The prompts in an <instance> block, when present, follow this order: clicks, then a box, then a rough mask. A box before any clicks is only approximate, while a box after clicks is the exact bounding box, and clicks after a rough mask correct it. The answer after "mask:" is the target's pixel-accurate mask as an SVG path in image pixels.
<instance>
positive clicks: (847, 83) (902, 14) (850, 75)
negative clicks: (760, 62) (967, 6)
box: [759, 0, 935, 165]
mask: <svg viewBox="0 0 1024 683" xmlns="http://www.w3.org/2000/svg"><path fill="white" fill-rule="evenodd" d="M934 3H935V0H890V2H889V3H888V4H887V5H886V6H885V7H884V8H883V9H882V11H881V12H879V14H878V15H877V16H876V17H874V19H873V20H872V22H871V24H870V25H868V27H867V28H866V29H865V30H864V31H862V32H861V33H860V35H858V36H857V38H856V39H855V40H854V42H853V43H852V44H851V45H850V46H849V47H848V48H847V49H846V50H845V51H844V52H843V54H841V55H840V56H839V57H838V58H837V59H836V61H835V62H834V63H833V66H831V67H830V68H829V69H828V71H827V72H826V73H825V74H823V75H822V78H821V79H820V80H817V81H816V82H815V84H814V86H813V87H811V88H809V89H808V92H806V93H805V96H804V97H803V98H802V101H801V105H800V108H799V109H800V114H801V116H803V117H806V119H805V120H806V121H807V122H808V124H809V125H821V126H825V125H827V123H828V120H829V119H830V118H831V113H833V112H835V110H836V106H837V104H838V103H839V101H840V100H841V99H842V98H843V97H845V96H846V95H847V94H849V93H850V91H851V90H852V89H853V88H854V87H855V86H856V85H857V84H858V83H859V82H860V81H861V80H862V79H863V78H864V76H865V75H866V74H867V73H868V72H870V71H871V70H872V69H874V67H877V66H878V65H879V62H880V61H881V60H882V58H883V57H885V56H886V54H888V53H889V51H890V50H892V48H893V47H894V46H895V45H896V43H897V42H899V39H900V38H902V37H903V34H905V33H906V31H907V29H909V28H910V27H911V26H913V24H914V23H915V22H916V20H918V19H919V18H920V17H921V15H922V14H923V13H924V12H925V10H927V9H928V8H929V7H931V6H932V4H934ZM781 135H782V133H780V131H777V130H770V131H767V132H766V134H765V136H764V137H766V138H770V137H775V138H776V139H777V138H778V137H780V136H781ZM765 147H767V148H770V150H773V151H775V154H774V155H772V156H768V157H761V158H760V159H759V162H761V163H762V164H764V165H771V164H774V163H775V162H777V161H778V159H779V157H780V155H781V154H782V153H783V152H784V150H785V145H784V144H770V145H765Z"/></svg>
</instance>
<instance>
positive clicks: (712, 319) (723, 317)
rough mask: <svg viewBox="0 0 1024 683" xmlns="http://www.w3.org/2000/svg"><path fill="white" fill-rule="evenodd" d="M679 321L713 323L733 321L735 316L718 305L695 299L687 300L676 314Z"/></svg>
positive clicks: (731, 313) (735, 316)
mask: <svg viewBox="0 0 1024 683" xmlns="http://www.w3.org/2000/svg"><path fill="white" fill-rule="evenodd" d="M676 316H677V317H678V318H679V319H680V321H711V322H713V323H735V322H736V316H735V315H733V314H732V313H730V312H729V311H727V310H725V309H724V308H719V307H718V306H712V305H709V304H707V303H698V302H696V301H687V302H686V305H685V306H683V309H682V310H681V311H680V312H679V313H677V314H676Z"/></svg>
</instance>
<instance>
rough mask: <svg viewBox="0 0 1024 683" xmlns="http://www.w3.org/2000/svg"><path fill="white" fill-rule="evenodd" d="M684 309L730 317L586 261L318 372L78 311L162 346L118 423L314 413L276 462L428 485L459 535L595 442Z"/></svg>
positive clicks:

**REQUIRED WORK**: Reproduce every one of the rows above, line for line, with no changes.

**EXERCISE RESULT**:
The prompts in an <instance> block, when present, follow this order: clicks, then a box, then a rough mask. A box before any clicks is only approximate, while a box after clicks is the exact bounding box, and clicks after a rough mask correct it. The answer after "mask:" is the target's pixel-accurate mask as an SVG path in image pixels.
<instance>
positive clicks: (847, 83) (902, 14) (850, 75)
negative clicks: (760, 62) (967, 6)
box: [759, 0, 935, 165]
mask: <svg viewBox="0 0 1024 683" xmlns="http://www.w3.org/2000/svg"><path fill="white" fill-rule="evenodd" d="M934 3H935V0H890V2H889V3H888V4H887V5H886V6H885V7H884V8H883V9H882V11H881V12H879V14H878V15H877V16H876V17H874V19H873V20H872V22H871V24H870V25H868V27H867V28H866V29H865V30H864V31H862V32H861V33H860V35H858V36H857V38H856V39H855V40H854V42H853V43H852V44H851V45H850V46H849V47H848V48H847V49H846V50H845V51H844V52H843V54H841V55H840V56H839V57H838V58H837V59H836V61H835V62H834V63H833V66H831V67H830V68H829V69H828V71H827V72H826V73H825V74H823V75H822V78H821V79H820V80H817V81H816V82H815V84H814V86H813V87H811V88H809V89H808V92H806V93H805V96H804V97H803V98H802V101H801V105H800V108H799V109H800V114H801V116H803V117H806V119H805V120H806V121H807V122H808V124H809V125H821V126H825V125H827V123H828V120H829V119H830V118H831V113H833V112H835V110H836V106H837V104H838V103H839V101H840V100H841V99H842V98H843V97H845V96H846V95H847V94H849V93H850V91H851V90H852V89H853V88H854V87H855V86H856V85H857V84H858V83H859V82H860V81H861V80H862V79H863V78H864V76H865V75H866V74H867V73H868V72H870V71H871V70H872V69H874V67H877V66H878V65H879V62H880V61H881V60H882V58H883V57H885V56H886V54H888V53H889V51H890V50H892V48H893V47H894V46H895V45H896V43H897V42H899V39H900V38H902V37H903V34H905V33H906V31H907V29H909V28H910V27H911V26H913V24H914V23H915V22H916V20H918V19H919V18H920V17H921V15H922V14H923V13H924V12H925V10H927V9H928V8H929V7H931V6H932V4H934ZM781 135H782V133H780V131H777V130H770V131H767V132H766V134H765V136H764V137H766V138H770V137H775V138H776V139H777V138H778V137H780V136H781ZM765 147H767V148H770V150H773V151H775V154H774V155H772V156H768V157H761V158H760V159H759V162H761V163H762V164H764V165H771V164H774V163H775V162H777V161H778V159H779V157H780V155H781V154H782V153H783V152H784V150H785V145H784V144H770V145H765Z"/></svg>
</instance>
<instance>
positive clicks: (712, 319) (723, 317)
rough mask: <svg viewBox="0 0 1024 683" xmlns="http://www.w3.org/2000/svg"><path fill="white" fill-rule="evenodd" d="M679 321L713 323L733 321L735 316L718 305L695 299L687 300L676 314Z"/></svg>
positive clicks: (731, 313) (735, 316)
mask: <svg viewBox="0 0 1024 683" xmlns="http://www.w3.org/2000/svg"><path fill="white" fill-rule="evenodd" d="M676 316H677V317H678V318H679V319H680V321H711V322H713V323H735V322H736V316H735V315H733V314H732V313H730V312H729V311H727V310H725V309H724V308H719V307H718V306H712V305H709V304H707V303H698V302H696V301H687V302H686V305H685V306H683V309H682V310H681V311H680V312H679V313H677V314H676Z"/></svg>
</instance>
<instance>
rough mask: <svg viewBox="0 0 1024 683" xmlns="http://www.w3.org/2000/svg"><path fill="white" fill-rule="evenodd" d="M684 309L730 317L586 261L318 372L78 311L162 346L118 423L314 413L276 462L428 485L459 535L595 442Z"/></svg>
positive clicks:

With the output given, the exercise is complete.